Lay out every one of the lines below as a Markdown table with two columns, Row and Line, giving each line a row number and leaving out any blank lines.
**** Dataset excerpts
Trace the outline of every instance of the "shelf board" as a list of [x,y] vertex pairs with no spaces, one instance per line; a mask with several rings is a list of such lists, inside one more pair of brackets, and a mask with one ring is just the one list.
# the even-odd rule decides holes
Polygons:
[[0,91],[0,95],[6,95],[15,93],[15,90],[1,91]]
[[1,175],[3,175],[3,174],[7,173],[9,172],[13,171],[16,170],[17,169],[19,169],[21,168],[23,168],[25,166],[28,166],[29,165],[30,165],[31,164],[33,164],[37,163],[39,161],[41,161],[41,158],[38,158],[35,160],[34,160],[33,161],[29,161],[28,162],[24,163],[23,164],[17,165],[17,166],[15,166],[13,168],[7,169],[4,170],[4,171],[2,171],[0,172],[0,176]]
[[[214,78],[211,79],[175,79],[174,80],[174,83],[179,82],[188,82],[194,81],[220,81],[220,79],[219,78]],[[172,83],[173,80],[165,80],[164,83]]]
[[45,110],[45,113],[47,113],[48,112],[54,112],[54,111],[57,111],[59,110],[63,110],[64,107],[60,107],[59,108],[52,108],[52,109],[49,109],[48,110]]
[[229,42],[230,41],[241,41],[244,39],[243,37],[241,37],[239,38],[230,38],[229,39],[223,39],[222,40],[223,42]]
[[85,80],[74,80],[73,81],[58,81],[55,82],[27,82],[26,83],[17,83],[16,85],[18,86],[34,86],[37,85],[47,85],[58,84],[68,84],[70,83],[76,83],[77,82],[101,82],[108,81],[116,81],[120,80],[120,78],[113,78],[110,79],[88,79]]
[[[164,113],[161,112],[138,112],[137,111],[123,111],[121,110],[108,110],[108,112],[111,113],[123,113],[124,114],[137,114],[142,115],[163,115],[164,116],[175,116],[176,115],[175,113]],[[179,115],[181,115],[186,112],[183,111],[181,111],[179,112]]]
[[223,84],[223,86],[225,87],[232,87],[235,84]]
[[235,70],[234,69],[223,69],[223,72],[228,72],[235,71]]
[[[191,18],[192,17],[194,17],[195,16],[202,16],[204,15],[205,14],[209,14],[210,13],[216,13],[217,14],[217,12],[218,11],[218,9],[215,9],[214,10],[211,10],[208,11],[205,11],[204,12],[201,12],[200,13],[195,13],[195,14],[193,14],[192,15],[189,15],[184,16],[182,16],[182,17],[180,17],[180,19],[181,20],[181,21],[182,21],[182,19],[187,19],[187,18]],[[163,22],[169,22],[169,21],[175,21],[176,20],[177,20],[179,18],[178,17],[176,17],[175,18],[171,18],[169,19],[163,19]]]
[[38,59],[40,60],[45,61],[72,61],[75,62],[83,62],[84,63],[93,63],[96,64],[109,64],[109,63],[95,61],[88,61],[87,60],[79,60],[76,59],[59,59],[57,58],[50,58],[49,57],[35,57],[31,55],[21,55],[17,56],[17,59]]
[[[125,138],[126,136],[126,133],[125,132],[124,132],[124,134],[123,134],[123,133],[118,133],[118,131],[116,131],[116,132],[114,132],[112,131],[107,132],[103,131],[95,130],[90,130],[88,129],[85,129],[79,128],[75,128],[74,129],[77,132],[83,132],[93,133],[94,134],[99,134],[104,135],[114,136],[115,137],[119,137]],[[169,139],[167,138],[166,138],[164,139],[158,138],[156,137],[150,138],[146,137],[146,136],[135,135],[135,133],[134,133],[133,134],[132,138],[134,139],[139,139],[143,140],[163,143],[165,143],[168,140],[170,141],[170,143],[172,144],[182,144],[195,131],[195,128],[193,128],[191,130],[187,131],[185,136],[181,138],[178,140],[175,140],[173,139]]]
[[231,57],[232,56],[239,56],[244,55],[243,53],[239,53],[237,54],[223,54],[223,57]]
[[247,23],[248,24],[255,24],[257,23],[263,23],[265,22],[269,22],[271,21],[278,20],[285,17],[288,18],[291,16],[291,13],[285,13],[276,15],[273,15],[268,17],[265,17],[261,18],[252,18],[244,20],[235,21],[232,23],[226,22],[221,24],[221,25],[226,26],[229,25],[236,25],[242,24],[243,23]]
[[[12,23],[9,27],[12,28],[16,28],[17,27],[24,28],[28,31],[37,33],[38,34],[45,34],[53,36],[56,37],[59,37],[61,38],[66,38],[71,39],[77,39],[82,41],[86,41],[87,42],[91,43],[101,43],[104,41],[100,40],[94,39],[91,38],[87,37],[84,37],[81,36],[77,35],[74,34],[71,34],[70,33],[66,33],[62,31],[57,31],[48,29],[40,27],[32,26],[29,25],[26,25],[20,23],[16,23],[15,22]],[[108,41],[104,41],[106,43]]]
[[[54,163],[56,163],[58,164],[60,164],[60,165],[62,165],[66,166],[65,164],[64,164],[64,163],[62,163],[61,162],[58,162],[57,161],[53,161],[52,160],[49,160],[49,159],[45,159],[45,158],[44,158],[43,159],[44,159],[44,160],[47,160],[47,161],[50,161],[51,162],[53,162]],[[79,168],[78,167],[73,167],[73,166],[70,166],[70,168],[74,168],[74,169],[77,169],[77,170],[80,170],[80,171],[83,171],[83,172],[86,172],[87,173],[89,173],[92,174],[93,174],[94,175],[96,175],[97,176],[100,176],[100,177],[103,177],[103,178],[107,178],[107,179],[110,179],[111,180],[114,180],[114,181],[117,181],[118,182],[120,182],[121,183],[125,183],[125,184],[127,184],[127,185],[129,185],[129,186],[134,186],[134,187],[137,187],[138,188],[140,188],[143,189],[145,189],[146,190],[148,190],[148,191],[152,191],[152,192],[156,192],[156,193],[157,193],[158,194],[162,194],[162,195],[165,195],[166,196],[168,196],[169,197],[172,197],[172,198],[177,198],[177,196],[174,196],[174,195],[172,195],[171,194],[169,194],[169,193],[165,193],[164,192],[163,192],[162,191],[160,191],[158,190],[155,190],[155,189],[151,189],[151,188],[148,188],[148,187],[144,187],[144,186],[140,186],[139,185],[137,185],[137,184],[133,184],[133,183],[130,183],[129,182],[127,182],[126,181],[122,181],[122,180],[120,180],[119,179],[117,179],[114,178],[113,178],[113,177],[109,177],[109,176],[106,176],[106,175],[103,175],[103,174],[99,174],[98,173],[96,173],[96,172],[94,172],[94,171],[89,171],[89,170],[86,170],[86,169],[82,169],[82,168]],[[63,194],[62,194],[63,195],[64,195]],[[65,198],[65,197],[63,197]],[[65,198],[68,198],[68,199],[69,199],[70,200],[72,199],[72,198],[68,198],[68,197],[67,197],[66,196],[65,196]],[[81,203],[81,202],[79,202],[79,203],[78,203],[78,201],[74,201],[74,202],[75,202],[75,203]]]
********
Answer to the problem:
| Row | Line |
|---|---|
| 1 | Trace the outline of every instance of the "shelf board" as a list of [x,y] vertex pairs with no spaces, one instance per line; a mask with several rings is a list of such lists, inside one more pair of brackets, and a mask with one ring is just the one list. |
| 2 | # the even-odd rule decides holes |
| 3 | Polygons: |
| 4 | [[0,91],[0,95],[6,95],[15,93],[15,90],[1,91]] |
| 5 | [[1,175],[3,175],[3,174],[7,173],[9,172],[13,171],[16,170],[17,169],[19,169],[21,168],[23,168],[25,166],[28,166],[29,165],[30,165],[31,164],[33,164],[37,163],[39,161],[41,161],[41,158],[38,158],[35,160],[34,160],[33,161],[29,161],[28,162],[24,163],[23,164],[17,165],[17,166],[15,166],[13,168],[7,169],[4,170],[4,171],[2,171],[0,172],[0,176]] |
| 6 | [[[214,78],[211,79],[175,79],[174,80],[174,83],[179,82],[188,82],[194,81],[220,81],[220,79],[219,78]],[[172,83],[173,80],[165,80],[164,83]]] |
| 7 | [[45,110],[45,113],[47,113],[48,112],[54,112],[54,111],[57,111],[59,110],[63,110],[64,107],[60,107],[59,108],[52,108],[52,109],[49,109],[48,110]] |
| 8 | [[229,42],[230,41],[241,41],[244,39],[243,37],[241,37],[239,38],[230,38],[229,39],[223,39],[222,40],[223,42]] |
| 9 | [[85,80],[74,80],[73,81],[58,81],[55,82],[27,82],[26,83],[17,83],[16,85],[18,86],[34,86],[37,85],[47,85],[58,84],[68,84],[70,83],[76,83],[77,82],[101,82],[108,81],[116,81],[120,80],[120,78],[113,78],[110,79],[88,79]] |
| 10 | [[[164,113],[161,112],[138,112],[137,111],[123,111],[121,110],[108,110],[108,112],[111,113],[123,113],[124,114],[137,114],[142,115],[163,115],[164,116],[175,116],[176,115],[175,113]],[[179,115],[181,115],[186,112],[183,111],[181,111],[179,112]]] |
| 11 | [[223,84],[223,86],[225,87],[232,87],[235,84]] |
| 12 | [[235,70],[234,69],[223,69],[223,72],[228,72],[235,71]] |
| 13 | [[[191,18],[192,17],[194,17],[195,16],[202,16],[204,15],[205,14],[209,14],[210,13],[216,13],[217,14],[217,12],[218,11],[218,9],[215,9],[214,10],[211,10],[208,11],[205,11],[204,12],[201,12],[200,13],[195,13],[195,14],[193,14],[192,15],[189,15],[184,16],[182,16],[182,17],[180,17],[180,19],[181,20],[181,21],[182,21],[182,19],[187,19],[187,18]],[[163,22],[169,22],[169,21],[175,21],[176,20],[177,20],[179,18],[178,17],[176,17],[175,18],[171,18],[169,19],[163,19]]] |
| 14 | [[38,59],[40,60],[45,61],[72,61],[75,62],[83,62],[84,63],[93,63],[96,64],[109,64],[109,63],[95,61],[88,61],[87,60],[79,60],[76,59],[59,59],[57,58],[50,58],[49,57],[35,57],[31,55],[21,55],[17,56],[17,59]] |
| 15 | [[[125,138],[126,136],[126,133],[125,132],[124,132],[124,134],[123,134],[123,133],[118,133],[118,131],[116,131],[116,132],[114,132],[112,131],[107,132],[103,131],[95,130],[90,130],[88,129],[85,129],[79,128],[75,128],[74,129],[77,132],[83,132],[93,133],[94,134],[99,134],[104,135],[114,136],[115,137],[119,137]],[[169,139],[167,138],[166,138],[164,139],[158,138],[156,137],[150,138],[146,137],[146,136],[135,135],[135,133],[134,133],[133,134],[132,138],[134,139],[139,139],[143,140],[163,143],[165,143],[168,140],[170,141],[170,143],[172,144],[182,144],[195,131],[195,128],[193,128],[191,130],[187,131],[185,136],[181,138],[178,140],[175,140],[173,139]]] |
| 16 | [[231,57],[232,56],[239,56],[244,55],[243,53],[239,53],[237,54],[223,54],[223,57]] |
| 17 | [[247,23],[248,24],[255,24],[257,23],[263,23],[265,22],[269,22],[271,21],[278,20],[285,17],[288,18],[291,16],[291,13],[285,13],[276,15],[273,15],[268,17],[265,17],[261,18],[252,18],[244,20],[235,21],[232,23],[226,22],[221,24],[221,25],[226,26],[229,25],[236,25],[242,24],[243,23]] |
| 18 | [[[12,23],[9,27],[12,28],[16,28],[17,27],[24,28],[28,31],[37,33],[38,34],[45,34],[53,36],[56,37],[59,37],[61,38],[66,38],[71,39],[77,39],[82,41],[86,41],[87,42],[91,43],[101,43],[104,41],[100,40],[94,39],[91,38],[87,37],[84,37],[81,36],[77,35],[74,34],[71,34],[70,33],[66,33],[62,31],[57,31],[48,29],[40,27],[32,26],[29,25],[26,25],[20,23],[16,23],[15,22]],[[108,41],[104,41],[106,43]]] |
| 19 | [[[54,163],[56,163],[58,164],[60,164],[60,165],[62,165],[66,166],[65,164],[64,164],[64,163],[62,163],[61,162],[58,162],[57,161],[53,161],[52,160],[49,160],[49,159],[45,159],[45,158],[44,158],[43,159],[44,159],[44,160],[47,160],[47,161],[50,161],[51,162],[53,162]],[[79,168],[78,167],[73,167],[73,166],[70,166],[70,168],[74,168],[74,169],[77,169],[77,170],[80,170],[80,171],[83,171],[83,172],[86,172],[87,173],[89,173],[92,174],[93,174],[94,175],[96,175],[97,176],[100,176],[100,177],[103,177],[103,178],[107,178],[107,179],[110,179],[111,180],[114,180],[114,181],[117,181],[118,182],[120,182],[121,183],[125,183],[125,184],[127,184],[127,185],[129,185],[129,186],[134,186],[134,187],[137,187],[138,188],[140,188],[143,189],[145,189],[146,190],[148,190],[148,191],[152,191],[152,192],[156,192],[156,193],[157,193],[158,194],[162,194],[162,195],[165,195],[166,196],[168,196],[169,197],[172,197],[172,198],[177,198],[177,196],[174,196],[174,195],[172,195],[171,194],[169,194],[169,193],[165,193],[164,192],[163,192],[162,191],[160,191],[158,190],[155,190],[155,189],[151,189],[151,188],[148,188],[148,187],[144,187],[144,186],[140,186],[139,185],[137,185],[137,184],[133,184],[133,183],[130,183],[129,182],[127,182],[126,181],[122,181],[122,180],[120,180],[119,179],[117,179],[114,178],[113,178],[113,177],[109,177],[109,176],[106,176],[106,175],[103,175],[103,174],[99,174],[98,173],[96,173],[96,172],[94,172],[94,171],[89,171],[89,170],[86,170],[86,169],[82,169],[82,168]],[[63,194],[62,194],[63,195],[64,195]],[[65,198],[65,197],[63,197]],[[65,198],[68,198],[68,199],[69,199],[70,200],[72,199],[72,198],[68,198],[68,197],[67,197],[66,196],[65,196]],[[81,203],[81,202],[79,202],[79,203],[78,203],[78,201],[74,201],[74,202],[75,202],[75,203]]] |